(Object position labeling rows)
*-*-*

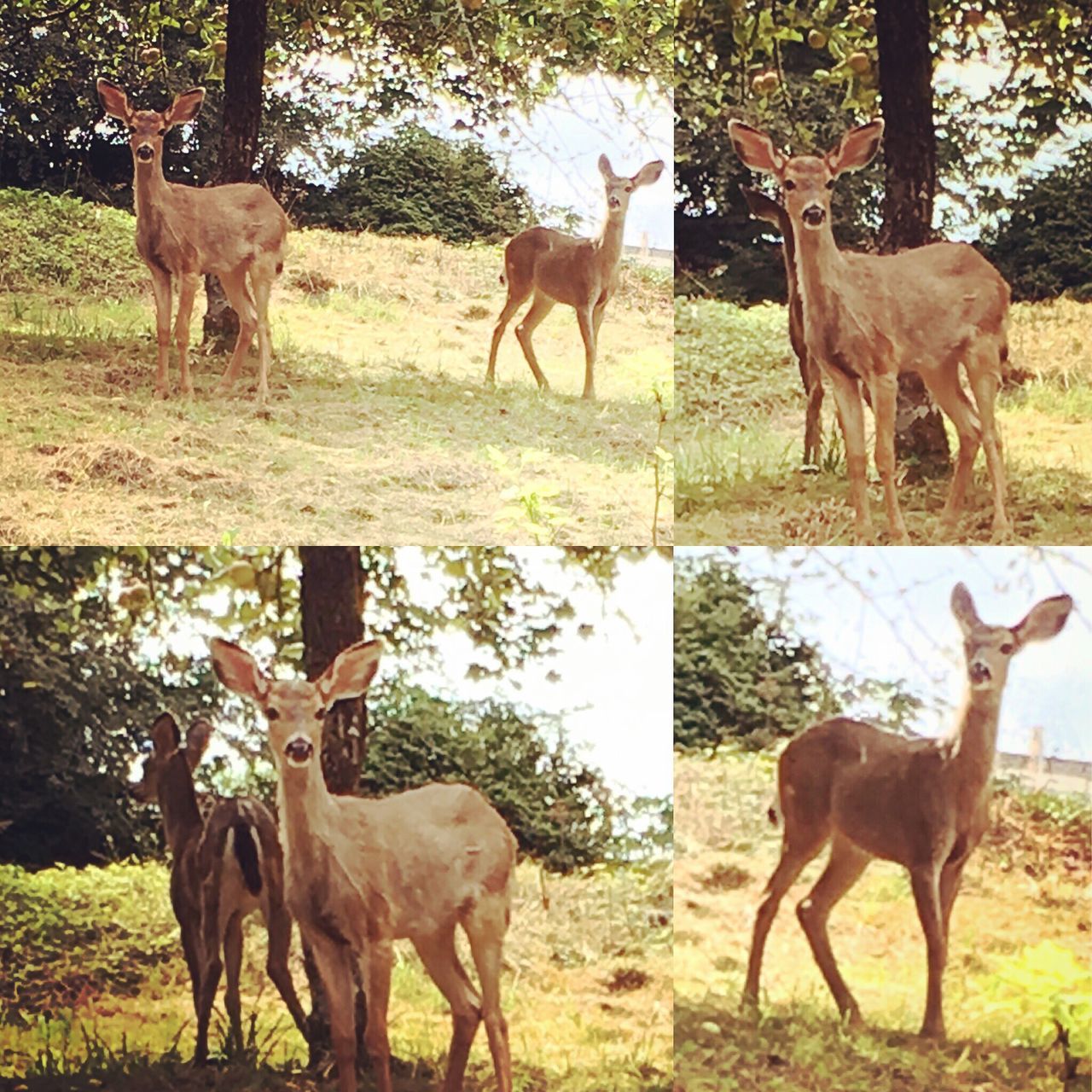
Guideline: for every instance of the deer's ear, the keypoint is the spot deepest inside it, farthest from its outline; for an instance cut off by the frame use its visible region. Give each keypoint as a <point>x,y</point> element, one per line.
<point>113,100</point>
<point>963,608</point>
<point>184,107</point>
<point>238,671</point>
<point>351,671</point>
<point>648,172</point>
<point>857,148</point>
<point>1044,620</point>
<point>755,148</point>
<point>197,741</point>
<point>165,735</point>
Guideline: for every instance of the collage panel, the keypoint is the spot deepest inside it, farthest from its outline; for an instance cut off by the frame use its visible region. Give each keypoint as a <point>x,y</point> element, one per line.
<point>881,334</point>
<point>331,271</point>
<point>393,771</point>
<point>881,867</point>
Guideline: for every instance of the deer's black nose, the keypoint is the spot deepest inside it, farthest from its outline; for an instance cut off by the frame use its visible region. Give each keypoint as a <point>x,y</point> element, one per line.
<point>299,751</point>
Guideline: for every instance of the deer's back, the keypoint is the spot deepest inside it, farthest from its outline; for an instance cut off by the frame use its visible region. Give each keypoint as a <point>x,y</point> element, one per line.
<point>212,229</point>
<point>874,787</point>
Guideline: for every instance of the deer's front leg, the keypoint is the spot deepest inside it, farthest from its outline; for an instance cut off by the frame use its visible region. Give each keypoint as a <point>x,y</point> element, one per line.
<point>375,973</point>
<point>925,882</point>
<point>335,967</point>
<point>851,416</point>
<point>160,288</point>
<point>588,328</point>
<point>885,390</point>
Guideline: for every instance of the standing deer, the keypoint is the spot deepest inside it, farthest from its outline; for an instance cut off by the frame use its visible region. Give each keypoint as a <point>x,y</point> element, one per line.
<point>870,317</point>
<point>362,874</point>
<point>223,868</point>
<point>764,207</point>
<point>561,269</point>
<point>921,803</point>
<point>234,230</point>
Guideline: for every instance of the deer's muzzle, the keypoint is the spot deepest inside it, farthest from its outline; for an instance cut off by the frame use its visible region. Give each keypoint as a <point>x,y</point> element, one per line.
<point>299,751</point>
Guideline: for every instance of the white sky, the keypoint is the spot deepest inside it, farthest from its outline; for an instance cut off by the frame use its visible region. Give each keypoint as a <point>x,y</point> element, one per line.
<point>615,689</point>
<point>900,624</point>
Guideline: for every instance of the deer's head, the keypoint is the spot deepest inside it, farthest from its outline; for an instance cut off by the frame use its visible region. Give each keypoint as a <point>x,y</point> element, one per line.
<point>990,648</point>
<point>166,748</point>
<point>296,709</point>
<point>807,180</point>
<point>148,128</point>
<point>619,188</point>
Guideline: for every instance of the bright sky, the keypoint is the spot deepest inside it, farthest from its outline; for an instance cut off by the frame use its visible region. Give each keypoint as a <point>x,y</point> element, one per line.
<point>615,690</point>
<point>897,623</point>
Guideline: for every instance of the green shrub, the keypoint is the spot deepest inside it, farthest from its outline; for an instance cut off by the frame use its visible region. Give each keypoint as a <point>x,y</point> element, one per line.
<point>414,183</point>
<point>61,242</point>
<point>67,932</point>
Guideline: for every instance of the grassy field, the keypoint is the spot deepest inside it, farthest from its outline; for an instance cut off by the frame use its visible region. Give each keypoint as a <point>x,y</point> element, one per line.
<point>94,969</point>
<point>1020,942</point>
<point>379,426</point>
<point>741,428</point>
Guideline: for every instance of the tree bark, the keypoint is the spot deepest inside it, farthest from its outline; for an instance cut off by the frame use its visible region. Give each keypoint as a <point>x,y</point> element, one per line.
<point>244,70</point>
<point>332,601</point>
<point>909,183</point>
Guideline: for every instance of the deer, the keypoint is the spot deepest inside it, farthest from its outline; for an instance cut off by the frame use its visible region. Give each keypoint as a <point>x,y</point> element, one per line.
<point>562,269</point>
<point>363,873</point>
<point>764,207</point>
<point>236,230</point>
<point>869,317</point>
<point>919,802</point>
<point>224,866</point>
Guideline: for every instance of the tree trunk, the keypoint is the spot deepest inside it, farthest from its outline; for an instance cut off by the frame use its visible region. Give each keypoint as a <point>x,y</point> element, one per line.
<point>909,183</point>
<point>332,600</point>
<point>244,69</point>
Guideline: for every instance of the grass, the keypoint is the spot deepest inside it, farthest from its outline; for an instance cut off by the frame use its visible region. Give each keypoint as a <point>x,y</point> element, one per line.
<point>587,993</point>
<point>1020,942</point>
<point>741,432</point>
<point>379,425</point>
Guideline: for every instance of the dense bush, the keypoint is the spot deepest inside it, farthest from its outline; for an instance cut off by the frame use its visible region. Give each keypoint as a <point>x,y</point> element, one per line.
<point>68,934</point>
<point>558,807</point>
<point>1045,246</point>
<point>62,242</point>
<point>738,673</point>
<point>414,183</point>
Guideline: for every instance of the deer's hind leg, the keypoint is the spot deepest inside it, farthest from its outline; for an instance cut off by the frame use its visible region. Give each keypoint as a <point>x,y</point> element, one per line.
<point>799,847</point>
<point>946,389</point>
<point>843,869</point>
<point>984,371</point>
<point>444,967</point>
<point>519,291</point>
<point>241,299</point>
<point>539,308</point>
<point>485,926</point>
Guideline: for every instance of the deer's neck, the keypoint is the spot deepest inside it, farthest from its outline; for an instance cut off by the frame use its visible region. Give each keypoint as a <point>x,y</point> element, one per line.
<point>182,818</point>
<point>150,189</point>
<point>974,741</point>
<point>608,244</point>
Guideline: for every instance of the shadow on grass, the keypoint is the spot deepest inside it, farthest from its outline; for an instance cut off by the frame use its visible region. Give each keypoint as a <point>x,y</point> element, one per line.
<point>794,1051</point>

*-*-*

- **Set exercise**
Lay out every line of the rows above as a Markdown table with the columns "No." and "Line", numbering the lines and skipping any blank ones. Leave the pictures out of the table.

- **Response to this exercise**
| No. | Line |
|---|---|
| 1 | Guideline: for every instance of the deer's ear, the keypoint is the spot deepest inside it, farthest from its outline; for an instance cut off by the frame use its visible region. Give each keypoint as a <point>x,y</point> element, one per line. |
| 2 | <point>113,100</point> |
| 3 | <point>963,608</point> |
| 4 | <point>184,107</point> |
| 5 | <point>238,671</point> |
| 6 | <point>351,671</point> |
| 7 | <point>648,172</point> |
| 8 | <point>857,148</point> |
| 9 | <point>1044,620</point> |
| 10 | <point>755,148</point> |
| 11 | <point>197,741</point> |
| 12 | <point>165,735</point> |
| 13 | Guideline: for every instance of the collage panel, the keypoint is the spot deepest inside it, farthest from its outline; for an instance cut off by the frame use its visible region. Give each keypoint as a <point>x,y</point> element, one per line. |
| 14 | <point>881,334</point> |
| 15 | <point>331,271</point> |
| 16 | <point>393,771</point> |
| 17 | <point>881,867</point> |
| 18 | Guideline: for every instance of the deer's black nose, the keypoint is the spot deepest inside it, farthest from its outline; for an instance cut off by the frame use its visible region. Give each keypoint as a <point>x,y</point> element, one per line. |
| 19 | <point>299,751</point> |
| 20 | Guideline: for every instance of the deer's back, the keypoint is the spot deepest inside it, farthest from its outline; for an instance cut off by the frame use its visible region. Give each keypoint as a <point>x,y</point> element, one per line. |
| 21 | <point>212,229</point> |
| 22 | <point>874,787</point> |
| 23 | Guideline: for every instance of the deer's front leg, the keypoint is the spot deepest inside it, farthest from its outline; for an instance cut off by the frame use its visible region. Give each keypoint as a <point>x,y</point> element, one per line. |
| 24 | <point>375,973</point> |
| 25 | <point>925,882</point> |
| 26 | <point>335,967</point> |
| 27 | <point>851,416</point> |
| 28 | <point>160,288</point> |
| 29 | <point>588,328</point> |
| 30 | <point>885,390</point> |
| 31 | Guideline: for every instance of the standing deer, the keypoint is the spot deepest inside it, farthest from its outline; for an instance cut off by the frame use its visible region. Give each keypoint as a <point>x,y</point> element, one per line. |
| 32 | <point>870,317</point> |
| 33 | <point>362,874</point> |
| 34 | <point>223,868</point> |
| 35 | <point>764,207</point> |
| 36 | <point>561,269</point> |
| 37 | <point>921,803</point> |
| 38 | <point>234,230</point> |
| 39 | Guideline: for every instance of the deer's muzzle, the keypoint is the spot deepest inside it, farthest from its outline; for an instance cut off by the frame use its visible region. Give each keypoint as a <point>x,y</point> element, one per line. |
| 40 | <point>299,751</point> |
| 41 | Guideline: for every instance of the white sky, the keypoint is the spot deepest inside it, farthest from its outline; for an instance cut off by the frame use its visible region. Give each keypoint as a <point>x,y</point> element, one per line. |
| 42 | <point>615,689</point> |
| 43 | <point>900,624</point> |
| 44 | Guideline: for every instance of the deer's head, the keypoint is the spot deepest inside it, farthest from its outline; for an instance cut off by the frame use its visible region. Give each keypoint as a <point>x,y</point> element, one per line. |
| 45 | <point>990,648</point> |
| 46 | <point>166,748</point> |
| 47 | <point>296,709</point> |
| 48 | <point>807,180</point> |
| 49 | <point>148,128</point> |
| 50 | <point>619,188</point> |
| 51 | Guideline: for every instance of the bright sky, the keypoint is the spot deepest inside it, farthest from its outline; for an instance cut off by the frame use its visible region. Give each keypoint as a <point>x,y</point> element, one per line. |
| 52 | <point>615,690</point> |
| 53 | <point>897,623</point> |
| 54 | Guideline: for every instance of the green shrub, the keypoint is the spot deepest inside it, farthest from its outline; for an instance cut off by the frame use its visible region. Give each keypoint as a <point>x,y</point> element, one per line. |
| 55 | <point>414,183</point> |
| 56 | <point>61,242</point> |
| 57 | <point>67,932</point> |
| 58 | Guideline: for every instance of the grassy field, the keypoint is the spot deepest inside it, farthest from its outline; for an instance cut off by the frame use its visible region. Give each keypoint as a <point>x,y</point> element, one per line. |
| 59 | <point>94,969</point> |
| 60 | <point>1020,942</point> |
| 61 | <point>379,426</point> |
| 62 | <point>741,428</point> |
| 63 | Guideline: for every instance of the tree bark, the keypoint is the spot deepest inside it, farthest from its outline; for an instance cut off by the frame use its visible region. Give each keypoint as a <point>x,y</point> element, one per line. |
| 64 | <point>244,70</point> |
| 65 | <point>332,601</point> |
| 66 | <point>909,183</point> |
| 67 | Guideline: for every instance of the deer, the keypoint is the spot deepest inside it, farthest from its outline; for an instance cut off by the frame use its visible region. Give each keypoint as a <point>x,y</point> element, one per line. |
| 68 | <point>562,269</point> |
| 69 | <point>363,873</point> |
| 70 | <point>764,207</point> |
| 71 | <point>236,230</point> |
| 72 | <point>869,317</point> |
| 73 | <point>919,802</point> |
| 74 | <point>224,866</point> |
| 75 | Guideline: for every instance of the tree trunk, the keypoint is the spot deepest inside it, farthest from its outline; for an instance cut off by the frame use its visible region. Give each keypoint as a <point>x,y</point> element, one per line. |
| 76 | <point>909,183</point> |
| 77 | <point>332,600</point> |
| 78 | <point>244,69</point> |
| 79 | Guideline: for every instance of the grass, the keypoint is the spot deepest inside it, farthest from its outline; for an instance cut off by the frame use its visible region. Give each keypoint as a <point>x,y</point> element, one per line. |
| 80 | <point>587,993</point> |
| 81 | <point>1020,942</point> |
| 82 | <point>741,432</point> |
| 83 | <point>379,425</point> |
| 84 | Guideline: for every instance of the dense bush, the keypoint is the spot deepest inside it, farthest from its outline; for an instance cut off by the frame use its visible region. Give each keypoint as a <point>x,y</point> element, one per line. |
| 85 | <point>68,934</point> |
| 86 | <point>558,807</point> |
| 87 | <point>1045,246</point> |
| 88 | <point>62,242</point> |
| 89 | <point>738,673</point> |
| 90 | <point>414,183</point> |
| 91 | Guideline: for every instance of the deer's hind leg, the keypoint is the spot deepest inside it, farthest from its outline; for an instance cut off by the frame use its visible region. Give each keypoint as a <point>x,y</point> element, one per line. |
| 92 | <point>799,847</point> |
| 93 | <point>946,389</point> |
| 94 | <point>843,869</point> |
| 95 | <point>984,371</point> |
| 96 | <point>444,967</point> |
| 97 | <point>519,291</point> |
| 98 | <point>241,299</point> |
| 99 | <point>539,308</point> |
| 100 | <point>485,926</point> |
| 101 | Guideline: for every instance of the deer's neck, the keypoint is the spot deepest inside it, farthest from its outline; for an instance cut off by the frame use its visible region. Give each keypoint as a <point>x,y</point> element, one per line. |
| 102 | <point>182,818</point> |
| 103 | <point>150,189</point> |
| 104 | <point>974,741</point> |
| 105 | <point>608,244</point> |
| 106 | Guideline: for every instance of the shadow on grass, the keypoint is the spot deepest inside it, farthest from its outline; for an instance cut off by the frame use its visible region. Give each keypoint as a <point>x,y</point> element, one per line. |
| 107 | <point>794,1051</point> |